Records supplied –
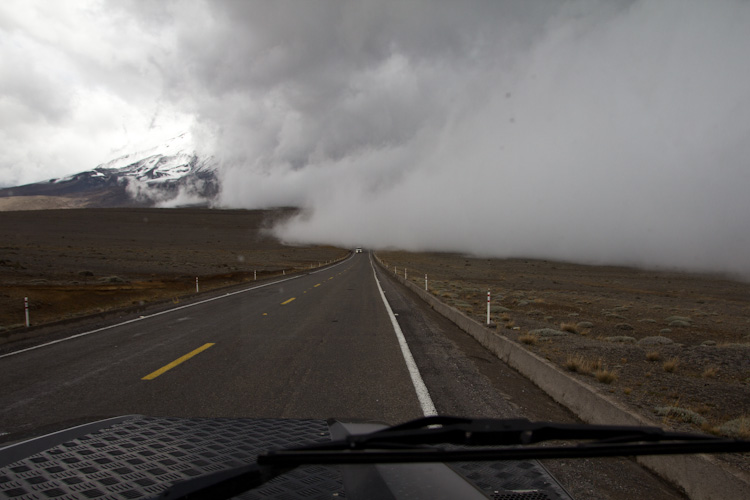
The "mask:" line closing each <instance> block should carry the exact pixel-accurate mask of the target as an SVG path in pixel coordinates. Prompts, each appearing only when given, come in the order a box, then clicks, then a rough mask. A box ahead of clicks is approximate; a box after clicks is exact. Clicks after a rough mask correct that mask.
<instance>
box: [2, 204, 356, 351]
mask: <svg viewBox="0 0 750 500" xmlns="http://www.w3.org/2000/svg"><path fill="white" fill-rule="evenodd" d="M293 213H295V210H293V209H278V210H252V211H251V210H210V209H143V208H127V209H75V210H36V211H13V212H2V214H0V283H2V288H1V289H0V342H2V341H3V336H5V337H7V336H8V334H9V333H10V332H12V331H17V330H19V329H20V328H23V327H24V322H25V316H24V309H23V303H24V297H29V303H30V316H31V322H32V324H35V325H38V324H41V323H47V322H51V321H57V320H61V319H69V318H74V317H77V316H82V315H87V314H92V313H99V312H104V311H108V310H113V309H117V308H122V307H130V306H134V305H139V304H141V305H143V304H147V303H151V302H155V301H163V300H173V301H179V300H181V297H184V296H186V295H190V294H194V293H195V279H196V277H198V278H199V288H200V290H201V291H206V290H210V289H214V288H218V287H223V286H228V285H232V284H236V283H242V282H248V281H252V280H254V279H255V277H256V276H257V278H258V279H263V278H266V277H269V276H275V275H281V274H282V273H289V272H294V271H295V270H301V269H309V268H310V267H311V266H312V267H316V266H318V265H319V264H320V263H325V262H326V261H332V260H335V259H338V258H341V257H343V256H345V255H346V254H347V251H346V250H343V249H340V248H334V247H327V246H307V247H303V246H299V247H298V246H294V247H293V246H287V245H283V244H282V243H281V242H279V241H278V240H277V239H275V238H274V237H272V236H271V235H270V234H268V233H267V232H266V231H265V229H266V228H268V227H270V226H271V224H272V223H273V222H274V221H277V220H279V219H280V218H284V217H289V216H290V215H292V214H293Z"/></svg>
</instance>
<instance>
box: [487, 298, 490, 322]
mask: <svg viewBox="0 0 750 500" xmlns="http://www.w3.org/2000/svg"><path fill="white" fill-rule="evenodd" d="M487 326H490V291H489V290H487Z"/></svg>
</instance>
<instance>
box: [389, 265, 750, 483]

Work order – Repeat each line of the records exactly, dropping the pictures.

Result of this task –
The "mask:" line closing each <instance> block should carry the exact pixel-accurate mask of the target as an SVG path in pixel coordinates. Prompts, each appearing only when given, come in the order a box, then clicks, then a rough mask. A box ahead of clicks is approximate; a box after clicks is exact. Clicks after a rough mask correct that mask.
<instance>
box: [2, 204, 356, 351]
mask: <svg viewBox="0 0 750 500" xmlns="http://www.w3.org/2000/svg"><path fill="white" fill-rule="evenodd" d="M293 213H295V210H293V209H278V210H252V211H251V210H210V209H143V208H127V209H75V210H36V211H13V212H2V214H0V283H2V288H1V289H0V342H2V341H3V336H5V337H7V336H8V334H9V333H10V332H12V331H17V330H19V329H20V328H23V327H24V322H25V316H24V309H23V303H24V297H29V303H30V316H31V322H32V324H35V325H38V324H41V323H47V322H51V321H57V320H61V319H69V318H74V317H77V316H82V315H87V314H92V313H99V312H104V311H108V310H113V309H117V308H122V307H130V306H134V305H139V304H141V305H143V304H147V303H151V302H155V301H163V300H173V301H179V300H181V297H184V296H186V295H190V294H194V293H195V279H196V277H198V278H199V288H200V290H201V291H206V290H210V289H214V288H218V287H223V286H228V285H232V284H236V283H242V282H248V281H252V280H254V279H255V277H256V276H257V278H258V279H263V278H266V277H269V276H275V275H281V274H282V273H289V272H294V271H295V270H301V269H309V268H310V267H311V266H312V267H316V266H318V265H319V264H320V263H325V262H326V261H332V260H335V259H338V258H341V257H343V256H345V255H346V254H347V251H346V250H343V249H340V248H334V247H327V246H307V247H303V246H299V247H298V246H294V247H293V246H287V245H283V244H282V243H281V242H279V241H278V240H277V239H275V238H274V237H272V236H271V235H270V234H268V233H267V232H266V231H265V229H266V228H268V227H270V226H271V224H272V223H273V222H274V221H277V220H279V219H280V218H284V217H289V216H290V215H292V214H293Z"/></svg>
</instance>
<instance>
box: [487, 298, 490, 322]
mask: <svg viewBox="0 0 750 500" xmlns="http://www.w3.org/2000/svg"><path fill="white" fill-rule="evenodd" d="M487 326H490V291H489V290H487Z"/></svg>
</instance>
<instance>
box: [389, 265, 750, 483]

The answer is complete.